Movie Review- The Texas Chainsaw Massacre

Hi Folks,

 

 

I wanted to get this out today before I take a machete to the face, Wall Cat assures me it’s painless though I’m not really clear on how he’d know.

exit polls from my last dinner party

 

Anyway:

 

 

WELCOME TO SHOCKTOBER!

 

 

 

Since I have apparently instilled Machiavelli style fear into your puny blog reading hearts and no one had the cajones to tell me I was wrong;  we are sticking to the original Shocktober film schedule and since it was supposed to be Saturday we’re kicking off with a gory, notorious, classic Slasher a little film called-

 

The Texas Chainsaw Massacre

 

We are going to take a moment here to be clear on something, I’m kind of working with the assumption this month that you’ve already watched most of the movies we’ll be talking about so y’know: spoilers spoil things.

 

so do machetes to the face

 

Anyway as I was saying:

 

The Texas Chainsaw Massacre

 

Fast Facts:

 

Made in 1974, directed by Tobe Hooper The Texas Chainsaw Massacre is presented as a reenactment of real events. It was made for virtually nothing, and has been banned in its uncut version in several countries on and off as recently as a decade ago.

 

It’s about five friends, who upon hearing about a spate of recent grave-robbing, drive into bumblefuck Texas to make sure one of their grandfathers is still undisturbed. On the way back they stumble into the clutches of the deranged family of cannibals that are responsible for the graverobbing…and a whole lot worse.

 

I'm a threat to the american family

 

Cast:

 

Marilyn Burns- Plays Sally, our Final Girl and indisputable martyr of the film; suffering a host of very real injuries during filming, including a twisted ankle after ACTUALLY jumping through a second story (candy glass) window.

 

This is how you'd feel too if Hooper was directing you

Allen Danziger- Plays Jerry, Sally’s boyfriend who is hands down the least interesting character in the entire movie. About the only unique thing he brings to the film is making me wonder what the New York Jew is doing down there as he’s the only cast member who doesn’t even attempt the accent.

 

Paul A. Partain- Plays Franklin: Sally’s wheelchair bound brother, who’s tagging along on the excursion in order to be extremely irritating and give us plenty of relevant background information about the various methods of killing cattle.

 

god i hate you

William Vail- Plays Kirk, singularly notable for being the first kill and more than a little stupid.

 

Teri McMinn- Plays Pam, Kirk’s girlfriend, astrology enthusiast and the best kill in the movie.

 

Not that it would have mattered: but next time your shirt should probably have a back

Edwin Neal-Plays the Hitchhiker a member of the family of cannibals and a disturbing motherfucker. Neal does and amazing job making the audience uncomfortable.

_Parts of the exercise:_
**a)** In the Texas Chainsaw Massacre review, which character does Marilyn Burns play?
**b)** Write the next part of the Texas Chainsaw Massacre review, continuing on from its last sentence.
The items after this point are separate from the Texas Chainsaw Massacre review.

_Entries:_
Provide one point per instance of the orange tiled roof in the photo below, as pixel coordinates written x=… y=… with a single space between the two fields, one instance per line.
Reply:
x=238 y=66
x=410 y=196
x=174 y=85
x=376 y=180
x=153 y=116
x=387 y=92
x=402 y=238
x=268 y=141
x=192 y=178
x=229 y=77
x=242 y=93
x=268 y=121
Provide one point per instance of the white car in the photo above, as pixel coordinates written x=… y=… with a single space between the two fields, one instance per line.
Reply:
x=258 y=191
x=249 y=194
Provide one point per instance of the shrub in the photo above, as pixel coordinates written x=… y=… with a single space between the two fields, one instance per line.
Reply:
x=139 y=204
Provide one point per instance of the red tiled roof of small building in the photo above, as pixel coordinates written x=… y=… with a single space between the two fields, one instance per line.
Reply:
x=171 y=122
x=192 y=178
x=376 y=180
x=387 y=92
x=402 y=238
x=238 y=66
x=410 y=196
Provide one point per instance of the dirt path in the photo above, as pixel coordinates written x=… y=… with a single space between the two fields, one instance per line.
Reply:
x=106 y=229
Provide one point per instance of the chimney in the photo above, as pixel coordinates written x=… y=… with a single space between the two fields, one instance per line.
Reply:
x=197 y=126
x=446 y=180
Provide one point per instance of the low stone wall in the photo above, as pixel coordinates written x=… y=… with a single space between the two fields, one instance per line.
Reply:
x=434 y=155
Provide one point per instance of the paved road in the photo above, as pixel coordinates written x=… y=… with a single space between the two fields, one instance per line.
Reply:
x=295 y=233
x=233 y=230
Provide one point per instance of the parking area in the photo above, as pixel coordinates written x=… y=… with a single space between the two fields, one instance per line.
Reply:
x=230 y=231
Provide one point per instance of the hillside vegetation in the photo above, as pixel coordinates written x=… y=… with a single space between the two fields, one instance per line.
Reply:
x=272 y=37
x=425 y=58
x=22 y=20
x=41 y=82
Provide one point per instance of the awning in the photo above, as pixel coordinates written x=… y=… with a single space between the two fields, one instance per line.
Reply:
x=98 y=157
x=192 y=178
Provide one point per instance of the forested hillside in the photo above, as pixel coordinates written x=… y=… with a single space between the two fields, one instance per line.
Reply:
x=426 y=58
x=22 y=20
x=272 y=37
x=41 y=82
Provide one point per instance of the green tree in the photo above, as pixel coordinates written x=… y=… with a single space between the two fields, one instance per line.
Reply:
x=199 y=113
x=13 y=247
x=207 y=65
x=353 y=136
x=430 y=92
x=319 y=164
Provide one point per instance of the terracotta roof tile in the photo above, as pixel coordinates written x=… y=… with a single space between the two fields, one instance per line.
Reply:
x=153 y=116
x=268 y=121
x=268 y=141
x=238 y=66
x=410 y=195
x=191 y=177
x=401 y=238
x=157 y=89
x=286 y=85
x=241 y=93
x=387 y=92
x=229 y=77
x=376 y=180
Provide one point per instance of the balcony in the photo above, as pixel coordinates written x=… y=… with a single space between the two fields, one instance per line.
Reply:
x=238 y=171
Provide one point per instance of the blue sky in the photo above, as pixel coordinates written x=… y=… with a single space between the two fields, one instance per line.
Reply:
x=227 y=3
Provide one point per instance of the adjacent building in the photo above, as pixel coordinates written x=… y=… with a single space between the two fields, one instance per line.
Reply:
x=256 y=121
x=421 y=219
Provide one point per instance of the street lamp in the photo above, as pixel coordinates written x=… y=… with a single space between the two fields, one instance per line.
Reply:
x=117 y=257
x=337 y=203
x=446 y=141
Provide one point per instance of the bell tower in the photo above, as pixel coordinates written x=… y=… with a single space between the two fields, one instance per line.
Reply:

_Replies:_
**a)** She plays Sally, the film's Final Girl.

**b)**
 

Looks like quite the charmer doesn't he?

Jim Seidow- Plays the Old Man, the patriarch of said family of cannibals and the most normal which is relative but still saying something.

 

Gunnar Hansen- Plays Leatherface. Nuff’ said.

 

The tie totally makes it

Observations

 

“The film which you are about to see is an account of the tragedy which befell a group of five youths, in particular Sally Hardesty and her invalid brother, Franklin. It is all the more tragic in that they were young. But, had they lived very, very long lives, they could not have expected nor would they have wished to see as much of the mad and macabre as they were to see that day. For them an idyllic summer afternoon drive became a nightmare. The events of that day were to lead to the discovery of one of the most bizarre crimes in the annals of American history, The Texas Chain Saw Massacre. “

 

This is the opening text for the film, the lead in for the re-enactment. This is fortunately the only allusion to the ‘docudrama’ set up, it sets up the film nicely but doesn’t intrude upon the events of the film itself. There’s something special about the way this movie opens that gets me excited every time I watch it. There isn’t any music, just shrill rhythmic flash bulb sound effects that set the tone for the harsh, matter of fact way this film proceeds.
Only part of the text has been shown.